----- Recorded data
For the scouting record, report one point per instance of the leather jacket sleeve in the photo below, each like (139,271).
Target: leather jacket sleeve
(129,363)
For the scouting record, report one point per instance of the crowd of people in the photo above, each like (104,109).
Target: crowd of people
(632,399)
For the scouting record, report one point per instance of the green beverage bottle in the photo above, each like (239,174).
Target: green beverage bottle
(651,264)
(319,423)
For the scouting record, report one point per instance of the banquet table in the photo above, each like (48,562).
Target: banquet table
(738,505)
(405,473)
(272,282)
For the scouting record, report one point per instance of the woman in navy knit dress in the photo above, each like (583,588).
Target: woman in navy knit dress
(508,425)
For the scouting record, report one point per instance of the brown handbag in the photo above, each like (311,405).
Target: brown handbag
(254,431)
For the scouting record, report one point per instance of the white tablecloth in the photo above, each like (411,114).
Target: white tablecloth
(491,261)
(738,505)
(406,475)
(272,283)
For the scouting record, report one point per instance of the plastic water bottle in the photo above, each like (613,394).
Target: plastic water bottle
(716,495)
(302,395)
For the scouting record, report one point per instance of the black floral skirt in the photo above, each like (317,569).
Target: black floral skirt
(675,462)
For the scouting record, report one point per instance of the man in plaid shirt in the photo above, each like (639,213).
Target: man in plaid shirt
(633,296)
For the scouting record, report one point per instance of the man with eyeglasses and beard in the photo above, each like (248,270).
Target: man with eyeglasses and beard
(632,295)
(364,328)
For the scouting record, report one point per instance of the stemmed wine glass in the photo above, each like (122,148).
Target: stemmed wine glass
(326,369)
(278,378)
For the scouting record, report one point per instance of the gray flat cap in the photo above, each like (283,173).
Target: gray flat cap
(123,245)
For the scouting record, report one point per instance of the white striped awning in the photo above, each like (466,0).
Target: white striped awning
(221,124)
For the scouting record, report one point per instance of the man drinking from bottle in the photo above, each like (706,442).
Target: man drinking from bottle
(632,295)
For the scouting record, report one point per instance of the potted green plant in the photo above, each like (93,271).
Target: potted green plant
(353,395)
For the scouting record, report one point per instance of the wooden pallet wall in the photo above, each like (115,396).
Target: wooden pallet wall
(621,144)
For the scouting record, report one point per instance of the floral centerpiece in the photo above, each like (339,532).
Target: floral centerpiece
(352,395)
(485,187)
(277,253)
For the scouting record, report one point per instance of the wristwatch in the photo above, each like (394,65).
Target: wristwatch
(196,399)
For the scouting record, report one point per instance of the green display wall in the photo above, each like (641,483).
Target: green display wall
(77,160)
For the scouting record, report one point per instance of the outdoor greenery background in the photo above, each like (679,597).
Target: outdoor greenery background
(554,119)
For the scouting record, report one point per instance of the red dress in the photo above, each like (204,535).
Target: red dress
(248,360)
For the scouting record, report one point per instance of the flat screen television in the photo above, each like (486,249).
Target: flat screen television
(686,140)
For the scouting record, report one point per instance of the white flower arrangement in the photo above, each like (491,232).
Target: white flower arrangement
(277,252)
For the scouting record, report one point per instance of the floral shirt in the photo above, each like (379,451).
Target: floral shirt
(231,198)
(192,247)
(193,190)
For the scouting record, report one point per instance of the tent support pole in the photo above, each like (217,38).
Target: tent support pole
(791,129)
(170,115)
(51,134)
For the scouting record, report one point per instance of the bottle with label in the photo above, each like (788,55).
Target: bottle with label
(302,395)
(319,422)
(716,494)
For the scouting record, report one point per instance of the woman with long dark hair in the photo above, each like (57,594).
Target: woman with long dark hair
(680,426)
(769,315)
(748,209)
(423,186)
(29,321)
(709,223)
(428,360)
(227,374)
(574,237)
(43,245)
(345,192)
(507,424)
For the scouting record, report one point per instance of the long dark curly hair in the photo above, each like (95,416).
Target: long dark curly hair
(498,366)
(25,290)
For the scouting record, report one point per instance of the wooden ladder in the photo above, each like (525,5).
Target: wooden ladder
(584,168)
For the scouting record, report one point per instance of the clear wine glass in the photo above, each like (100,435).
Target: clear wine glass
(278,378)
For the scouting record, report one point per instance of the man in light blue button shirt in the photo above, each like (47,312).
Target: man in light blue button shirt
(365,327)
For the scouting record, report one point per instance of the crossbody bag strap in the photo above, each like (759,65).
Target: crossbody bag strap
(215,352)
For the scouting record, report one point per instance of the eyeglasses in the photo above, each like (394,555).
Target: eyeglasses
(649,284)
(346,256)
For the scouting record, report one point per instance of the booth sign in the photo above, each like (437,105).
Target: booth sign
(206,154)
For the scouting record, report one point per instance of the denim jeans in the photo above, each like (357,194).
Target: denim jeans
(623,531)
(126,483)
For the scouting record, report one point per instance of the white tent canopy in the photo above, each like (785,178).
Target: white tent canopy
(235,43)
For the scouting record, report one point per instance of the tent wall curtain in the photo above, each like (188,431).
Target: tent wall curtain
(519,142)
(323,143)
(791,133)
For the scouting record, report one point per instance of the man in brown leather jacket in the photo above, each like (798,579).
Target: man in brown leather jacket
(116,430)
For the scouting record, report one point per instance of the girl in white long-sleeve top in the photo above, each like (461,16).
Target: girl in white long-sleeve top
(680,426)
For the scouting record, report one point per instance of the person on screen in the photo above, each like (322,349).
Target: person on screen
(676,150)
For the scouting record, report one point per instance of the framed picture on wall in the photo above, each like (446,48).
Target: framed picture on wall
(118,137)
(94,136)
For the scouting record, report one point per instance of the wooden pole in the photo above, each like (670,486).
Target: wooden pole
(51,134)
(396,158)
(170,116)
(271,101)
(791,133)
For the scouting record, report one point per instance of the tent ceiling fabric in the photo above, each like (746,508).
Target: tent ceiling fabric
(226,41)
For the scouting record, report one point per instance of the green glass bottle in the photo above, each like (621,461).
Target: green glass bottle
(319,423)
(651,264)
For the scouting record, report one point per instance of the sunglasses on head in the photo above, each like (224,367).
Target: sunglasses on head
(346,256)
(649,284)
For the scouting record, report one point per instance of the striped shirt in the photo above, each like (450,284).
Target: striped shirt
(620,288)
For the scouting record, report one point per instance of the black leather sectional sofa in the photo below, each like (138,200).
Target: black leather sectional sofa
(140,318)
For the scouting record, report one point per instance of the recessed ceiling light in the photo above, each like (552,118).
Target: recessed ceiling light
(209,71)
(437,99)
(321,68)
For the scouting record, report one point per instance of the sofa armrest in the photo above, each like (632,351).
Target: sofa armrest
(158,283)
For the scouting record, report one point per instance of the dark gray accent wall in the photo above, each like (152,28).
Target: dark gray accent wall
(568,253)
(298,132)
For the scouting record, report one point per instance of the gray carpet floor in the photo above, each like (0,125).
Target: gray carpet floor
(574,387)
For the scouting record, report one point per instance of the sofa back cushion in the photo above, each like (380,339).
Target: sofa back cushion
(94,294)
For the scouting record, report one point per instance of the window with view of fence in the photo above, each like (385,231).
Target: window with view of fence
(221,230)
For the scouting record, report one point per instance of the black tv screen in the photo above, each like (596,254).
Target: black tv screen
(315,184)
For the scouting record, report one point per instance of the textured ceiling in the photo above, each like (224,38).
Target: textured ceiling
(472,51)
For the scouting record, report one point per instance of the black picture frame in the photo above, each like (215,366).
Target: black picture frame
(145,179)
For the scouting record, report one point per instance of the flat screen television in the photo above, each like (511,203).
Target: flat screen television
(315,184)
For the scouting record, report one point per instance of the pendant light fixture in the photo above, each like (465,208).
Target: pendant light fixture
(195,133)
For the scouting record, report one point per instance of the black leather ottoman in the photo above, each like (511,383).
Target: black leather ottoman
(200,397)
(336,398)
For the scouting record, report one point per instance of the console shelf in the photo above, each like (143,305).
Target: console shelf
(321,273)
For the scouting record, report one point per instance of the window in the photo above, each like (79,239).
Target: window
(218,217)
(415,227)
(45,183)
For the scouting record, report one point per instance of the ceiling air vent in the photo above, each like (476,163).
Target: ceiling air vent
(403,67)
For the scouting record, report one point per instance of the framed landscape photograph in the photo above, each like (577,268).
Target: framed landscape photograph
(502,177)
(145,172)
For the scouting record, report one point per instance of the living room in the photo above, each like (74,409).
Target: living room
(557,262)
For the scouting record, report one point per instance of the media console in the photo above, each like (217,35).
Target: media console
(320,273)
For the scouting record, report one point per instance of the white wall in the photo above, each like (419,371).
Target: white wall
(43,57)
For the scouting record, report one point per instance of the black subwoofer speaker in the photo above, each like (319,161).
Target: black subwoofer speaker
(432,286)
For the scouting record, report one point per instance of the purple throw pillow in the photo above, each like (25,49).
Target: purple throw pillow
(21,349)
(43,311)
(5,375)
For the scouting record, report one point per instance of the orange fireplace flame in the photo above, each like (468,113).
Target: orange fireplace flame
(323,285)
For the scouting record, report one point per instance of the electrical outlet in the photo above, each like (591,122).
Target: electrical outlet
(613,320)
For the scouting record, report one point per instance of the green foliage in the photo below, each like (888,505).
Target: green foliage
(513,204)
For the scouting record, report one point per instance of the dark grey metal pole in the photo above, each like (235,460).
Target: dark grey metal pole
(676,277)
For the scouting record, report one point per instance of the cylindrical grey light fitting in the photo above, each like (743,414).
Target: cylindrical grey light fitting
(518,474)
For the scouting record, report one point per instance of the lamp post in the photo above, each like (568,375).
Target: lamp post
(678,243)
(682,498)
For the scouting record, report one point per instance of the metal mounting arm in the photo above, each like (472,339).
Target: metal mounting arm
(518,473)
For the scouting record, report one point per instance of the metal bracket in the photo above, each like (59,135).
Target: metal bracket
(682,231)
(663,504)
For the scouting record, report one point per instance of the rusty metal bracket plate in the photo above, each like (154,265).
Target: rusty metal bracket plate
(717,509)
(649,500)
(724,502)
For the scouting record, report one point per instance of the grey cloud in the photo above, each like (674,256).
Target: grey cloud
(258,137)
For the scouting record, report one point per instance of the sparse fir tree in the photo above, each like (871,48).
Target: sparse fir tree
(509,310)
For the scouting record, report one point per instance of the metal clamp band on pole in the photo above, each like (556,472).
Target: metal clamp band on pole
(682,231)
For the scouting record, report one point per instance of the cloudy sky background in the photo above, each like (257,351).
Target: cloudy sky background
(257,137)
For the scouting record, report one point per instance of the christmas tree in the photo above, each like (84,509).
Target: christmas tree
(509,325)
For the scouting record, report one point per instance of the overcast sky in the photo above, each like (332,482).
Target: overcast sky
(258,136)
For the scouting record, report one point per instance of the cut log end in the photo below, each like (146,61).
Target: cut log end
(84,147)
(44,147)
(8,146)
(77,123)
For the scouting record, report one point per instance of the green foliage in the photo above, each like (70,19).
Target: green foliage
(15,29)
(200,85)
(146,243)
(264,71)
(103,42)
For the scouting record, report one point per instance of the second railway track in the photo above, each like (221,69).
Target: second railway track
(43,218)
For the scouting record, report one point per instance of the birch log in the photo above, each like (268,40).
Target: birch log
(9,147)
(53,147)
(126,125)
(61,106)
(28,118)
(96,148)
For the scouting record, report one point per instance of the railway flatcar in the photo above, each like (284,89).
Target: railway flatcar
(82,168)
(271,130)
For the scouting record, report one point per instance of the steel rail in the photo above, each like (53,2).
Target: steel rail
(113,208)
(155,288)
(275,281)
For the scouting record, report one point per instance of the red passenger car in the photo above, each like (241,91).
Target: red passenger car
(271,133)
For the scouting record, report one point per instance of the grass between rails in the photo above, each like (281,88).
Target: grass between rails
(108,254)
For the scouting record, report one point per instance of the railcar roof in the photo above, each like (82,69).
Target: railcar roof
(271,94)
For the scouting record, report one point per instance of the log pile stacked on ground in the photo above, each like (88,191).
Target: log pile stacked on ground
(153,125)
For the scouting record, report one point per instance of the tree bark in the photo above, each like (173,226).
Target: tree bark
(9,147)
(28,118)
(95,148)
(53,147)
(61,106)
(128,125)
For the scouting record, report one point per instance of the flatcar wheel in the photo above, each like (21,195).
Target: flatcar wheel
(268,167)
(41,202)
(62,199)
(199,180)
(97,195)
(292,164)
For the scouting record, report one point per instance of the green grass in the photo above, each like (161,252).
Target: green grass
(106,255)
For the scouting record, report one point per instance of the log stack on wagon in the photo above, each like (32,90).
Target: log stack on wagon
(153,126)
----------
* **What is needed**: Using the data above, restate word for word the lines from its opening line through the line that contains "each like (104,109).", and no more.

* **Exercise response**:
For the scouting record, report one point per instance of the leather jacket sleeve in the photo below, each like (139,271).
Target: leather jacket sleeve
(129,363)
For the scouting record, report one point per instance of the crowd of people in the photo above, each like (104,109).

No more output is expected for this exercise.